> Task statement: Return every line from the one with "point(262, 5)" through the one with "point(18, 167)", inclusive, exactly as it appears below.

————

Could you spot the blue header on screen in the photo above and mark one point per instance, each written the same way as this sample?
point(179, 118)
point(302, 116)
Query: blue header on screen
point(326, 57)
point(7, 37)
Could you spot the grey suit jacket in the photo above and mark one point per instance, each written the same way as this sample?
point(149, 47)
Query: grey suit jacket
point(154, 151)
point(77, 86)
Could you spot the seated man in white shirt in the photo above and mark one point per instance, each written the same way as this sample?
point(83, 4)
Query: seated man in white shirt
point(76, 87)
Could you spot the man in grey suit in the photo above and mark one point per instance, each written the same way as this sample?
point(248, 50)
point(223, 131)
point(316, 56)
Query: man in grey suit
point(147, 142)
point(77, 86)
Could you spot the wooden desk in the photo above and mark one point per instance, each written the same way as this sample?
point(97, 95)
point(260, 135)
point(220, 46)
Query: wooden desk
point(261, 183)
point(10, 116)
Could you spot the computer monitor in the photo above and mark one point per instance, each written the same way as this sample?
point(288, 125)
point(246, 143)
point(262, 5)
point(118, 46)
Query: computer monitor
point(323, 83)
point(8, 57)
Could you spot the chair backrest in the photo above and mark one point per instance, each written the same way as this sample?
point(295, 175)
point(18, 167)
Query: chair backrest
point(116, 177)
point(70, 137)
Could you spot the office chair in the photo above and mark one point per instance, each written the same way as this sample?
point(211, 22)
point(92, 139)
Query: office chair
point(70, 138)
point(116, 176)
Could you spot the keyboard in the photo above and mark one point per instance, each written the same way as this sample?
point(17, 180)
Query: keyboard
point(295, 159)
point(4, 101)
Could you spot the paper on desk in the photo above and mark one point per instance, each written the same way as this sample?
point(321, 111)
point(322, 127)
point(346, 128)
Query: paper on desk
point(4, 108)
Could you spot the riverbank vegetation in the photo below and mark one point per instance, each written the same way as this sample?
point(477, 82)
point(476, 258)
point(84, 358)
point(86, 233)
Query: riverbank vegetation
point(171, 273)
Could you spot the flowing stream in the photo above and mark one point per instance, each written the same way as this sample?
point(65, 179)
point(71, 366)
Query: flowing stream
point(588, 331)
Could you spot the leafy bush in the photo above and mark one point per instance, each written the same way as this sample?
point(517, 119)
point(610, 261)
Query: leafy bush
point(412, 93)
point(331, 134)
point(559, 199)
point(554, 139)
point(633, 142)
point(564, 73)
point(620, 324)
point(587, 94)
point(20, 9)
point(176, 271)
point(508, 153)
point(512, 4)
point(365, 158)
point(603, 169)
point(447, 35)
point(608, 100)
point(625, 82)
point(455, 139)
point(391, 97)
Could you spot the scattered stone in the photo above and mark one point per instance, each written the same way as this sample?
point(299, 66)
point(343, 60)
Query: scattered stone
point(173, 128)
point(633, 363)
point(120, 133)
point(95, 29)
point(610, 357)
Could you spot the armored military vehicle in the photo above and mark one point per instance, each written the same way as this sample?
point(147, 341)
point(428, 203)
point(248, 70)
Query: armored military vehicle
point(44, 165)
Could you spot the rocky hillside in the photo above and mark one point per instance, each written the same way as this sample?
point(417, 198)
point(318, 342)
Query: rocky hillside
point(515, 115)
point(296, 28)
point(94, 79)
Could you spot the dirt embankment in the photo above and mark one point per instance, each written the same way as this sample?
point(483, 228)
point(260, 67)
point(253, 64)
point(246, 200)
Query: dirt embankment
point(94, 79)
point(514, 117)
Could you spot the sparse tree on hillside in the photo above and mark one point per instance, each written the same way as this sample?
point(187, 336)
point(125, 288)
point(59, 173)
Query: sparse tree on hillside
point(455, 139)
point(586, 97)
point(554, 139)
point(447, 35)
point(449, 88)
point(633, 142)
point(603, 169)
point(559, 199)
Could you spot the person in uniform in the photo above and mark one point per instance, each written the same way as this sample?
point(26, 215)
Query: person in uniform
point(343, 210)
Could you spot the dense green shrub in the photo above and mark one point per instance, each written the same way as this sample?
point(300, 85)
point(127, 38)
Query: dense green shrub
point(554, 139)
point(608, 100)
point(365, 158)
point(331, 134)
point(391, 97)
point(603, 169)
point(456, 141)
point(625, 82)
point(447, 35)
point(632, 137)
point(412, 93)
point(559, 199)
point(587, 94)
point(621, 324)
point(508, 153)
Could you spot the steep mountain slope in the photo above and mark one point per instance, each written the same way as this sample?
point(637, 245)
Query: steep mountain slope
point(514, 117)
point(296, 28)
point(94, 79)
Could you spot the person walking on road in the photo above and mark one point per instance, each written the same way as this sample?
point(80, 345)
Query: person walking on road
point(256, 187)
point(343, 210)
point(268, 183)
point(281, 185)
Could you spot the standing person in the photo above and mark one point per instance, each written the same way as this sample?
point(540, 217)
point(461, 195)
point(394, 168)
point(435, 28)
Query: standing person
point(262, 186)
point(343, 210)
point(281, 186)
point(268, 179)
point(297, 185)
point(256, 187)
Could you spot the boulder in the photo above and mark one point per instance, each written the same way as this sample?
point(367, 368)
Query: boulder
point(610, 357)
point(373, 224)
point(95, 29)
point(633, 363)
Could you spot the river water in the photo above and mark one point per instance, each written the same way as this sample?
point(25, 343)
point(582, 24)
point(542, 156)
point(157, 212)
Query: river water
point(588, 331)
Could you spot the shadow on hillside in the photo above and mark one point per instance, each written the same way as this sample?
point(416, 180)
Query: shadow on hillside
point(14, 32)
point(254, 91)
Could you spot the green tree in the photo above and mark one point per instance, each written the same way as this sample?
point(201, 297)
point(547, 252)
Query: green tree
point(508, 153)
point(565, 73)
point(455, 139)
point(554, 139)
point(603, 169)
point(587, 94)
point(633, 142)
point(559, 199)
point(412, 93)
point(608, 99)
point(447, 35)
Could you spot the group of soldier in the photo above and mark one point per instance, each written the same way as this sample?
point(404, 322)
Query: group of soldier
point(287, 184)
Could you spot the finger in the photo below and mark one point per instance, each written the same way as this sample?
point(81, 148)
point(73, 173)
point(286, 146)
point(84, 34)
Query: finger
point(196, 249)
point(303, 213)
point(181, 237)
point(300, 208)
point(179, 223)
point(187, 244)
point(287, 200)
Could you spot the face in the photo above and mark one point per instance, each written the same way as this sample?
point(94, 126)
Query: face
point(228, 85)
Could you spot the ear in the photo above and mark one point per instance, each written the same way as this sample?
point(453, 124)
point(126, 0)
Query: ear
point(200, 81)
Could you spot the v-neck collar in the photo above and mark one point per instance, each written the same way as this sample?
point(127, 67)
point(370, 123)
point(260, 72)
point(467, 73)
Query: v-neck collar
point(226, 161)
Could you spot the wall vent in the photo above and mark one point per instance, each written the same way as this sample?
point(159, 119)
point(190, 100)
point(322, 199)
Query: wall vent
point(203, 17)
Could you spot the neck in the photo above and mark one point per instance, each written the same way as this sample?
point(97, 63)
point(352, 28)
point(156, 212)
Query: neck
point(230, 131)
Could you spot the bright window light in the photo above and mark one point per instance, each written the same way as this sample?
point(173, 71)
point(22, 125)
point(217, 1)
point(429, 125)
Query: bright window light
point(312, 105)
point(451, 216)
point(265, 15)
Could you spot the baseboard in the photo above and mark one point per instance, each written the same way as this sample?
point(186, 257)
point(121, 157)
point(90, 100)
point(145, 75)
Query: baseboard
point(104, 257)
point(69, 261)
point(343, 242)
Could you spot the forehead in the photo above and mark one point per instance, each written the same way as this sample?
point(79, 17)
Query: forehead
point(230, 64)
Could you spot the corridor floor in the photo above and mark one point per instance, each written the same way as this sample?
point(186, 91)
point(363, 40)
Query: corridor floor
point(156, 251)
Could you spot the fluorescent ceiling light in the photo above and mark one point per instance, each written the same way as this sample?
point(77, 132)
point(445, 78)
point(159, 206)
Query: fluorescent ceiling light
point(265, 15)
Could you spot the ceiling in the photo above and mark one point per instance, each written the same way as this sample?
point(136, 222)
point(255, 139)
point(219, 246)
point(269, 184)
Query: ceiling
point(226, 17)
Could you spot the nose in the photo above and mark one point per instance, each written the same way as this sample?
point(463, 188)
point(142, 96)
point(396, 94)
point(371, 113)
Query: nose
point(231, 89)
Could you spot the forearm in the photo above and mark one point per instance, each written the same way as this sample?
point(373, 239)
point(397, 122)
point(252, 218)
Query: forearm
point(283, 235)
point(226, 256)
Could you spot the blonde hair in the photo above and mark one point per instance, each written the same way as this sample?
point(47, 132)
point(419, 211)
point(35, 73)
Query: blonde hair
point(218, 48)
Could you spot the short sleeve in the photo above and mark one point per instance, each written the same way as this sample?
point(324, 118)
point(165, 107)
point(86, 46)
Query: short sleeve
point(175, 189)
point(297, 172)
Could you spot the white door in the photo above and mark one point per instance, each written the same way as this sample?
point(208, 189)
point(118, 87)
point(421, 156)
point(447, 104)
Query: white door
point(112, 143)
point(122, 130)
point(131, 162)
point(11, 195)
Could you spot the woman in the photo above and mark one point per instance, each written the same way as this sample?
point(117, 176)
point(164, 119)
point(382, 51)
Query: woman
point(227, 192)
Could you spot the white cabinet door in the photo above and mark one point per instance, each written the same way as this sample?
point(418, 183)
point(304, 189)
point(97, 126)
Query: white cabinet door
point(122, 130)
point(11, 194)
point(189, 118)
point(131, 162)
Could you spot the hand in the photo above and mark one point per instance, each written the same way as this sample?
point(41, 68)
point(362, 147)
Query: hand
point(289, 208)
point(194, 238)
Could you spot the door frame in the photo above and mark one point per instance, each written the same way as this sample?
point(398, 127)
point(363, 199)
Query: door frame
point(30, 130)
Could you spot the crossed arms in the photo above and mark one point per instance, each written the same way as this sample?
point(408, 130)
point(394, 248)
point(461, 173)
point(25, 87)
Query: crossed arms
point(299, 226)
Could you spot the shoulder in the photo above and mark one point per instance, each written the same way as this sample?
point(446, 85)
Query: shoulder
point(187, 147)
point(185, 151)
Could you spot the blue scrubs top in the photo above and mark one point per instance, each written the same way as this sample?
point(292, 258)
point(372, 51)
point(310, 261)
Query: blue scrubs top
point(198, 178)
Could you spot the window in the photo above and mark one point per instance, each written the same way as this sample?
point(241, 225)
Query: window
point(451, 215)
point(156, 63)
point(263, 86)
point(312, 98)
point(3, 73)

————

> Task answer:
point(262, 5)
point(118, 46)
Query: computer monitor
point(323, 83)
point(8, 57)
Could you spot the chair backrest in the photo above and mark one point per instance, each written the same way as this sample?
point(295, 175)
point(18, 167)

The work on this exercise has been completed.